__Task prompt__: Print the data that follows exactly.

__Task material__:
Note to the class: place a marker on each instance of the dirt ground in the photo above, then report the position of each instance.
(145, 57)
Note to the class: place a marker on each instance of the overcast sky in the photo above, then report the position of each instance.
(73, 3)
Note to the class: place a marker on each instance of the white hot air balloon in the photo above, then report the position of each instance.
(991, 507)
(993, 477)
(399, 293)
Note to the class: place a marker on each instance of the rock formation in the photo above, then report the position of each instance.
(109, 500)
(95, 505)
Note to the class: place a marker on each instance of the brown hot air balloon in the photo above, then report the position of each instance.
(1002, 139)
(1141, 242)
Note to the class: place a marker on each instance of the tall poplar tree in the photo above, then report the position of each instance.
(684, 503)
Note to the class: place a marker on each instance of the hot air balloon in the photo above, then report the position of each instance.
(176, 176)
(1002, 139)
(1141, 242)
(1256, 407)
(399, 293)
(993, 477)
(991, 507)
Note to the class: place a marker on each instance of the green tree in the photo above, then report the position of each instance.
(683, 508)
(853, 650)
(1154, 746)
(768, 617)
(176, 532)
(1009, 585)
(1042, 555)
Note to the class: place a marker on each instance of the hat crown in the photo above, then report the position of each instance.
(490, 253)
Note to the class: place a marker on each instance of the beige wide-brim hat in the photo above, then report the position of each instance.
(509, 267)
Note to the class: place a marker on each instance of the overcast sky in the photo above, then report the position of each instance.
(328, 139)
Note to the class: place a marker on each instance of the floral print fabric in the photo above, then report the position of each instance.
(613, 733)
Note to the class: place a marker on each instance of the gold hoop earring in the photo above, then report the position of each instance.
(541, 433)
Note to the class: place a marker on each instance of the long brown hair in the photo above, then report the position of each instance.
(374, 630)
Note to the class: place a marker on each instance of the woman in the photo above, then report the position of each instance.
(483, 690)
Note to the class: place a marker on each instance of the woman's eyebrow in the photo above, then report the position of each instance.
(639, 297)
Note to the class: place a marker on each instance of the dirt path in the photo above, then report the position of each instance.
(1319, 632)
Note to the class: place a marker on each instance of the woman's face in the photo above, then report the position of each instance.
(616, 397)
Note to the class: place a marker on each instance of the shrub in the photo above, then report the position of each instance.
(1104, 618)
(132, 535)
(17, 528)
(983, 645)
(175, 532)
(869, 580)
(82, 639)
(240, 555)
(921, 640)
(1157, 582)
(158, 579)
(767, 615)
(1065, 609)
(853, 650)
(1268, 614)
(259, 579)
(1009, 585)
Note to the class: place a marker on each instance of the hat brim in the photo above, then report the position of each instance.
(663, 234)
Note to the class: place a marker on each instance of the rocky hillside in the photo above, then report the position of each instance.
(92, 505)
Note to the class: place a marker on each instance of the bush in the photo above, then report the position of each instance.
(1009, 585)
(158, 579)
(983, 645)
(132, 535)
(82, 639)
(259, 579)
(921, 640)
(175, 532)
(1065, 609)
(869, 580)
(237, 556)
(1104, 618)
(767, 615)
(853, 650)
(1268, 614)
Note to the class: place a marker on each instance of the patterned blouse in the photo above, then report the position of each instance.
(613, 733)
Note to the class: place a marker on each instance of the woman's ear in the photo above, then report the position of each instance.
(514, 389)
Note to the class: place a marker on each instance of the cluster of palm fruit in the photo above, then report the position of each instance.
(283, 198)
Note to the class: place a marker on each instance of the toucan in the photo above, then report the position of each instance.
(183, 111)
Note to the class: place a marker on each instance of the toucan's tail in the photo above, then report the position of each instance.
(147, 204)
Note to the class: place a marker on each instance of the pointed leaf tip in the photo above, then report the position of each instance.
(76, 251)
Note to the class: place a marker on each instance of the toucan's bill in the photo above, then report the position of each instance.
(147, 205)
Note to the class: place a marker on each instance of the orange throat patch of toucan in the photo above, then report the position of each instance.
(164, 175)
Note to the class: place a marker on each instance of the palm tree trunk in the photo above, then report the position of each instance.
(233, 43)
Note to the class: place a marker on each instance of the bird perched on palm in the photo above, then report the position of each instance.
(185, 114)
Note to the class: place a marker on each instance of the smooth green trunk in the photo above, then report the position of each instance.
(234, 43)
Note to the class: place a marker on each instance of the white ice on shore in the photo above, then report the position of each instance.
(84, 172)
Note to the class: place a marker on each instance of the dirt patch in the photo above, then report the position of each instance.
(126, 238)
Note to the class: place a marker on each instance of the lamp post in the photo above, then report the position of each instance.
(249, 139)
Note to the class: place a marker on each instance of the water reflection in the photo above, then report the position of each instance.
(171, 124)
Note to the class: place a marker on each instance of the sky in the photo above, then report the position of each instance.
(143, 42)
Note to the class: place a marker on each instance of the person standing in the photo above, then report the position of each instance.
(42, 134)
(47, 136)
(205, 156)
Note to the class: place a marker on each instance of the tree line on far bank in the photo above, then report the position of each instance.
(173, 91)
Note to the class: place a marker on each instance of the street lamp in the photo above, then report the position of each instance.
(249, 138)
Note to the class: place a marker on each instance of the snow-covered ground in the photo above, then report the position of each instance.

__Full answer__:
Note to the class: place a marker on each instance of the dirt ground in the photo above, then report the position of each instance.
(145, 57)
Note to the class: place a marker on each instance of the overcast sky in the photo above, then report the position of each instance.
(73, 3)
Note to the class: place a marker on each instance of the white hot air balloon in the photo above, then report the position of each instance.
(991, 507)
(993, 477)
(399, 293)
Note to the class: place a marker on each instance of the rock formation in the photo above, then report the position of each instance.
(109, 500)
(95, 505)
Note to the class: place a marker on each instance of the brown hot air balloon in the photo above, then report the position of each instance.
(1002, 139)
(1141, 242)
Note to the class: place a marker on each instance of the tall poplar tree in the photo above, then report the position of each instance.
(684, 503)
Note to the class: place a marker on each instance of the hot air balloon in the photo above, then report the position of each instance.
(176, 176)
(1002, 139)
(1141, 242)
(1256, 407)
(399, 293)
(993, 477)
(991, 507)
Note to the class: place a marker on each instance of the green tree in the photo above, then report the position of each instance.
(683, 508)
(853, 650)
(1154, 746)
(768, 617)
(176, 532)
(1009, 585)
(1042, 555)
Note to the class: place a marker on each instance of the hat crown in the photo above, then report the position of each instance.
(490, 253)
Note to the class: place a marker on each instance of the beige wide-brim hat in the photo above, then report the position of each instance.
(509, 267)
Note to the class: place a marker on each instance of the overcast sky in the photo above, then report the position of each instance.
(328, 139)
Note to the class: place a marker on each instance of the floral print fabric in the photo above, then report the position of each instance.
(613, 733)
Note to the class: place a marker on each instance of the gold hoop earring in the photo above, then report the position of each instance.
(541, 433)
Note to the class: place a marker on each instance of the long brown hair in the photo above, then report the position of each instance.
(374, 630)
Note to the class: place a marker on each instance of the woman in the photo above, then report the position of each instance.
(483, 690)
Note to the class: place a marker on each instance of the woman's eyebrow in the photo above, then report the position of each instance.
(639, 297)
Note to the class: place a marker on each instance of the dirt path in the photo above, then report the position of each instance.
(1319, 632)
Note to the class: place a marker on each instance of the woman's face in the photo above, then report the position of each instance.
(616, 397)
Note to the class: place a marker on each instance of the shrub in the photo above, then report the position of each instance.
(1104, 618)
(132, 535)
(17, 528)
(983, 645)
(175, 532)
(869, 580)
(82, 639)
(240, 555)
(921, 640)
(1157, 582)
(158, 579)
(767, 615)
(1065, 609)
(853, 650)
(1268, 614)
(259, 579)
(1009, 585)
Note to the class: place a marker on each instance of the hat brim in the photo above, then report the position of each instance.
(663, 234)
Note to the class: place a marker on each instance of the rocky hillside in the photo above, then report the position of each instance.
(92, 505)
Note to the class: place a marker on each instance of the bush in the photo above, then report the position of each instance.
(1009, 585)
(158, 579)
(983, 645)
(132, 535)
(82, 639)
(259, 579)
(921, 640)
(175, 532)
(1065, 609)
(869, 580)
(237, 556)
(1104, 618)
(767, 615)
(853, 650)
(1268, 614)
Note to the class: place a marker on each instance of the patterned blouse in the photo above, then report the position of each instance.
(613, 733)
Note to the class: place a marker on each instance of the woman's ear in the photo above, then report the position of each instance.
(514, 389)
Note to the class: place a marker on each instance of the cluster of palm fruit in the photo above, then report the position of each instance.
(283, 198)
Note to the class: place a marker on each instance of the toucan in the photo above, then report the position of each instance.
(183, 111)
Note to the class: place a marker on each instance of the toucan's tail in the photo above, then report the position of each instance.
(147, 204)
Note to the class: place a marker on each instance of the pointed leaf tip in the photo above, then report the position of each instance.
(76, 251)
Note to the class: place a marker on each instance of the toucan's bill in the photo above, then report the position of each instance.
(147, 205)
Note to the class: place a marker on each instance of the orange throat patch of toucan in the photo above, then report the position of each instance.
(164, 175)
Note to the class: place a marker on each instance of the palm tree trunk in the photo above, then report the position of each instance.
(233, 43)
Note to the class: place a marker on each instance of the bird perched on palm in the photo above, then report the position of each instance.
(185, 114)
Note to the class: place a marker on each instance of the smooth green trunk in the photo above, then report the position of each instance.
(234, 43)
Note to the class: place a marker on each instance of the white ice on shore in the photo above, then report the position of each instance.
(84, 172)
Note to the class: place a marker on each instance of the dirt patch in the photo above, then report the position of each instance.
(126, 238)
Note to the class: place a marker on each instance of the lamp post in the photo above, then report the position of each instance.
(249, 139)
Note to the class: place a marker on each instance of the water reflection in the photo above, then report the position of each instance.
(171, 124)
Note to the class: place a marker on each instance of the sky in the photo above, then report the position of each instance.
(143, 42)
Note to the class: place a marker on each instance of the person standing in the photo above, then report the position of each instance.
(42, 134)
(47, 136)
(205, 156)
Note to the class: place a marker on each instance of the tree line on far bank in the photo above, then report the position of each instance.
(173, 91)
Note to the class: place a marker on each instance of the street lamp in the photo above, then report the position of each instance.
(249, 138)
Note to the class: place a marker on each instance of the snow-covered ground in the photo above, then report the position of each instance.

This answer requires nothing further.